* **TO DO**: Reproduce the rows from the line containing "Thank you for the photo. Could you tag the dark" through the end of the rows, renaming "tall tree" to "conifer" and leaving everything else unchanged.

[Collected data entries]
————

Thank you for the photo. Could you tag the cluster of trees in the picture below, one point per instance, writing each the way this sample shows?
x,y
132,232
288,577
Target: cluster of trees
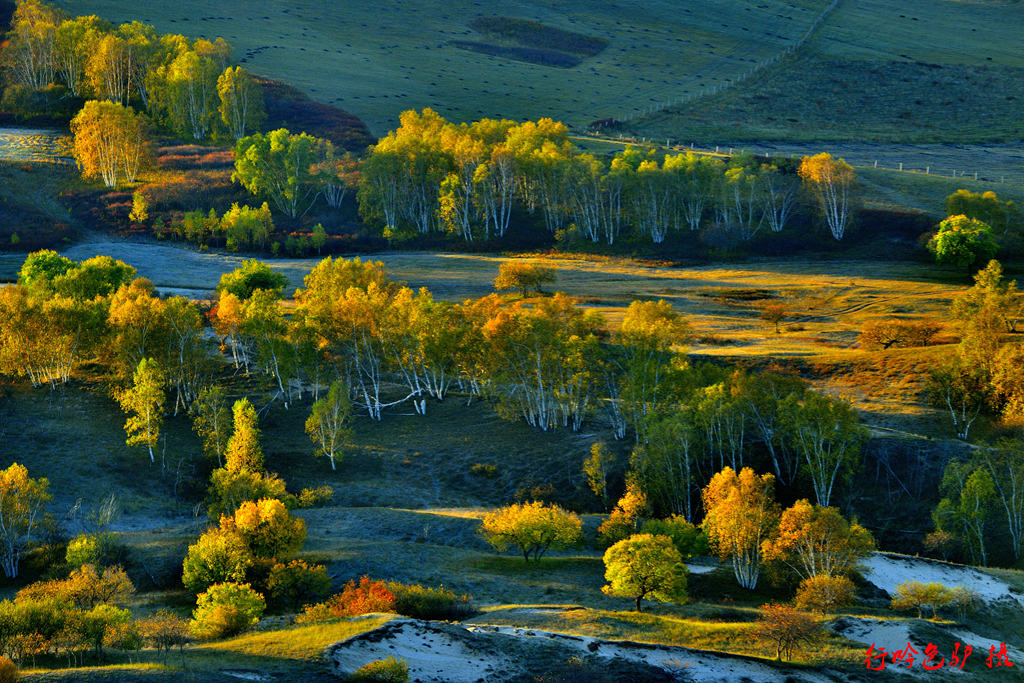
x,y
551,364
982,375
742,524
186,85
83,610
430,174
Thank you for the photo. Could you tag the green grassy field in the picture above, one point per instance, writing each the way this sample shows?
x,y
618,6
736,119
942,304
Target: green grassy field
x,y
879,70
376,59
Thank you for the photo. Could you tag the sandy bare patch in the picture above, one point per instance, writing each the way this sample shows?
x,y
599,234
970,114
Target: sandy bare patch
x,y
887,570
436,651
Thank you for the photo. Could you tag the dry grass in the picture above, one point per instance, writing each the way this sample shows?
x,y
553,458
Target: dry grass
x,y
376,59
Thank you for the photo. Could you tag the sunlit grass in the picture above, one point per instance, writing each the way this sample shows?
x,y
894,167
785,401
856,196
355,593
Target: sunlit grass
x,y
297,642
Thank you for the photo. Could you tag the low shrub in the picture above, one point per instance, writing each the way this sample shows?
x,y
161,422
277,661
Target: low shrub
x,y
311,498
430,603
8,671
390,670
226,609
296,584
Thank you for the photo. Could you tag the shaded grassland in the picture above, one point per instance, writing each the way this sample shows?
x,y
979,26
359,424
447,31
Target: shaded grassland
x,y
879,70
377,59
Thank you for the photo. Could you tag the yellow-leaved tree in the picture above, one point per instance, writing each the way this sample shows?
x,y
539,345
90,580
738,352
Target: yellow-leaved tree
x,y
816,541
834,182
532,527
740,514
110,141
22,500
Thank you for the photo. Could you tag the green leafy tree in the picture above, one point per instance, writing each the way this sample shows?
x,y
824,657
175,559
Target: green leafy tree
x,y
523,276
219,555
918,595
244,451
226,609
267,527
212,422
327,425
143,400
740,514
280,167
241,101
532,527
967,506
827,434
824,594
596,468
963,242
645,566
816,541
250,276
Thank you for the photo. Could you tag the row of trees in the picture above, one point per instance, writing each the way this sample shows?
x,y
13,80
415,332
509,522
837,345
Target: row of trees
x,y
186,85
430,174
551,364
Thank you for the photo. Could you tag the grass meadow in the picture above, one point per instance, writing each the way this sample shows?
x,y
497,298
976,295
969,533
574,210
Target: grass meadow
x,y
880,70
376,59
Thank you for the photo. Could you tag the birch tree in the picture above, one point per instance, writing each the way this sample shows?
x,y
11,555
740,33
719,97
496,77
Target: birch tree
x,y
327,425
739,515
143,401
242,107
22,501
827,434
109,141
834,183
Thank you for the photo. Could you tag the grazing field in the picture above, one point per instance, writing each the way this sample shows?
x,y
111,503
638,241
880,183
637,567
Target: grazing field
x,y
879,70
376,59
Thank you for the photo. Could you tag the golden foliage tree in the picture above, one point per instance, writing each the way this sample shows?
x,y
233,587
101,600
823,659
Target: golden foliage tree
x,y
824,594
740,514
110,141
22,500
833,181
143,401
532,527
814,541
785,628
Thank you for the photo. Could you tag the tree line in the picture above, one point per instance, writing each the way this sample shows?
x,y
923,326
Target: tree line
x,y
433,175
188,86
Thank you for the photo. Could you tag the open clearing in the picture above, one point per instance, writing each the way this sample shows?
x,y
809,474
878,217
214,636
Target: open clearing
x,y
378,58
828,301
876,70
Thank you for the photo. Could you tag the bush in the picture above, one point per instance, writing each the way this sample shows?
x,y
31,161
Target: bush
x,y
297,584
916,595
8,672
361,598
523,276
898,334
311,498
786,628
824,593
390,670
688,539
226,609
431,603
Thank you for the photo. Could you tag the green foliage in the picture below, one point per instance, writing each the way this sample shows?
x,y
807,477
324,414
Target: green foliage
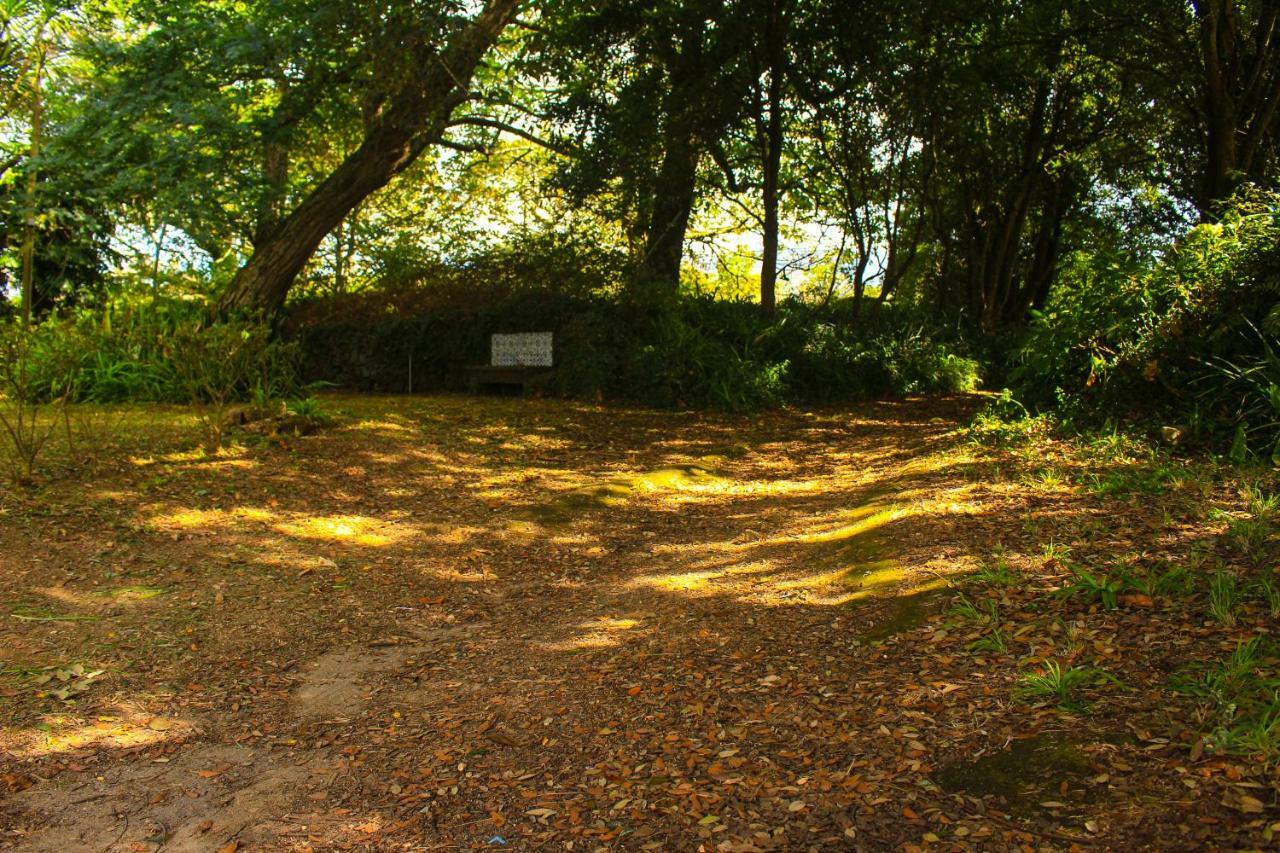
x,y
1101,588
696,351
983,612
1063,684
1224,597
26,425
1188,336
1242,699
996,573
136,354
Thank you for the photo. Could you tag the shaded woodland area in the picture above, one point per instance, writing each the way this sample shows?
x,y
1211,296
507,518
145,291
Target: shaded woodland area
x,y
901,474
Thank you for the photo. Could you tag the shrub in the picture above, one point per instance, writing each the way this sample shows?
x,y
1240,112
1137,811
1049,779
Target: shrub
x,y
1189,336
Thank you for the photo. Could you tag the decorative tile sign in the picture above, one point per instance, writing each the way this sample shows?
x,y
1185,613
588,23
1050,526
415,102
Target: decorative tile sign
x,y
524,350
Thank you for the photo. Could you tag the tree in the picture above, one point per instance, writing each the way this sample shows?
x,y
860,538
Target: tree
x,y
401,123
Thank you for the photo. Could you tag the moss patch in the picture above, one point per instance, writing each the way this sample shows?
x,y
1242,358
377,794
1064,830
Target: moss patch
x,y
1028,776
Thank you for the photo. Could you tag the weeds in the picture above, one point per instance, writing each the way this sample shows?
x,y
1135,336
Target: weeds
x,y
963,609
1269,591
995,574
1063,684
1224,597
1242,701
1102,588
995,641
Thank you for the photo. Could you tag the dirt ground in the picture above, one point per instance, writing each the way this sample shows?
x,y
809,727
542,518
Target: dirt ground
x,y
449,623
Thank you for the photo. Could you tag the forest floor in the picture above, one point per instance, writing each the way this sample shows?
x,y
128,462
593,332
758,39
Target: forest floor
x,y
449,623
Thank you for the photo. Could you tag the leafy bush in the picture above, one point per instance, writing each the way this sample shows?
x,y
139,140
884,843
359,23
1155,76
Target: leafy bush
x,y
145,354
1189,336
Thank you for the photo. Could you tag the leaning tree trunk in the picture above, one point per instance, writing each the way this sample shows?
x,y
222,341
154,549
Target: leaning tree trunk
x,y
672,206
414,118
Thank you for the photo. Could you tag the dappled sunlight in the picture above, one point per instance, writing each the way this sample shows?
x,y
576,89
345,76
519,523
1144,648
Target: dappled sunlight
x,y
458,575
129,594
193,519
379,425
603,632
864,520
703,582
63,734
355,529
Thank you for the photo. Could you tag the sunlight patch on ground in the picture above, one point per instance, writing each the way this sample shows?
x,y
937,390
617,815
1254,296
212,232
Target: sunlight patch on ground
x,y
65,734
97,598
378,425
356,529
458,576
862,520
705,582
603,632
196,519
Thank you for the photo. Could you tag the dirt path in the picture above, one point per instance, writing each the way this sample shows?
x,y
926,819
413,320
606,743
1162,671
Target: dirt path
x,y
453,624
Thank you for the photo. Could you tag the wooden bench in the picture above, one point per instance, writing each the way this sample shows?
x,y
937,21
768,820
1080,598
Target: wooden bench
x,y
526,360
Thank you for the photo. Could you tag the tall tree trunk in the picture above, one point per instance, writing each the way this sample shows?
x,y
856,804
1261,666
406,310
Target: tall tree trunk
x,y
676,182
775,37
772,167
28,228
1217,49
412,118
672,206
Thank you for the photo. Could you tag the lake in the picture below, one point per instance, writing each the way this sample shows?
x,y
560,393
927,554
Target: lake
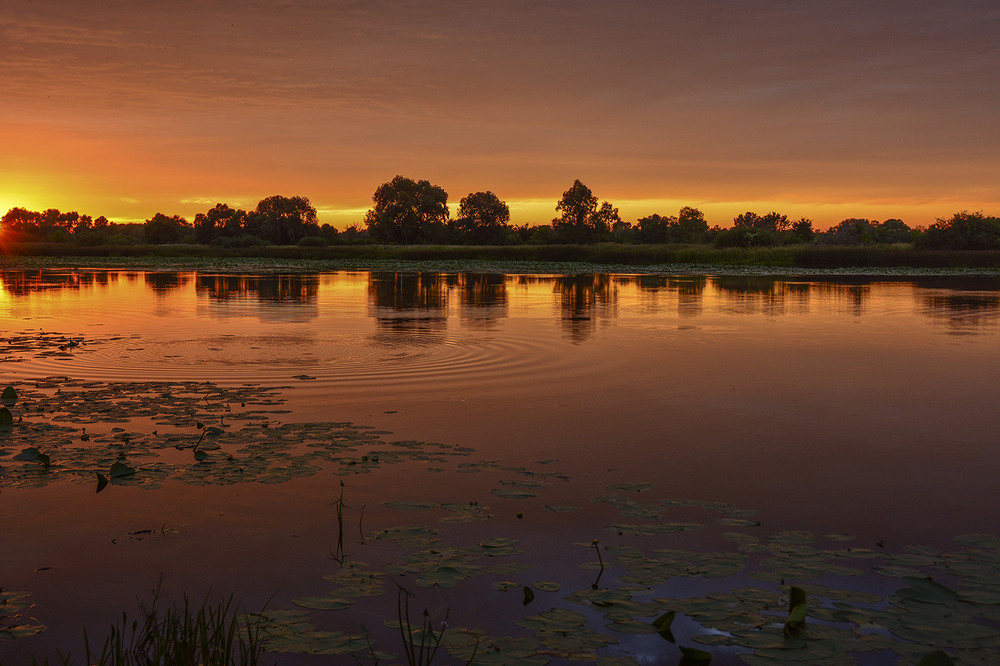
x,y
713,433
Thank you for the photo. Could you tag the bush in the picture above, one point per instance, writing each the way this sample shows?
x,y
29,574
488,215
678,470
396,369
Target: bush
x,y
311,241
964,231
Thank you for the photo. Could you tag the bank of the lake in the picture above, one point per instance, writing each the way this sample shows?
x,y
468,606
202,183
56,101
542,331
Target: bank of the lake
x,y
676,259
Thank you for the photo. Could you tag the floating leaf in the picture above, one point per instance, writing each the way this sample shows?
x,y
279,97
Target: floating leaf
x,y
513,493
927,591
662,625
936,658
119,470
31,454
323,603
694,656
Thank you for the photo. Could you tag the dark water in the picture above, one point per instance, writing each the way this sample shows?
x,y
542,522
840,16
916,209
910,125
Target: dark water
x,y
860,406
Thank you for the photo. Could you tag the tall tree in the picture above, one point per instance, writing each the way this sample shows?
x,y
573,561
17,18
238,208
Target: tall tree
x,y
580,220
691,226
407,211
483,218
161,229
284,220
221,220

————

* **WRITTEN SOLUTION**:
Thank you for the photo. Could you tag the dark water in the picture above, one point per instance, writing each the way this sample shows?
x,y
542,522
840,16
916,209
910,125
Target: dark water
x,y
860,406
Thank you for the photo. Could you tag the conifer in the picture above, one point per instance, writing each the way this sample shows?
x,y
573,561
17,18
238,208
Target: conifer
x,y
580,220
691,226
407,211
483,218
161,229
284,220
221,220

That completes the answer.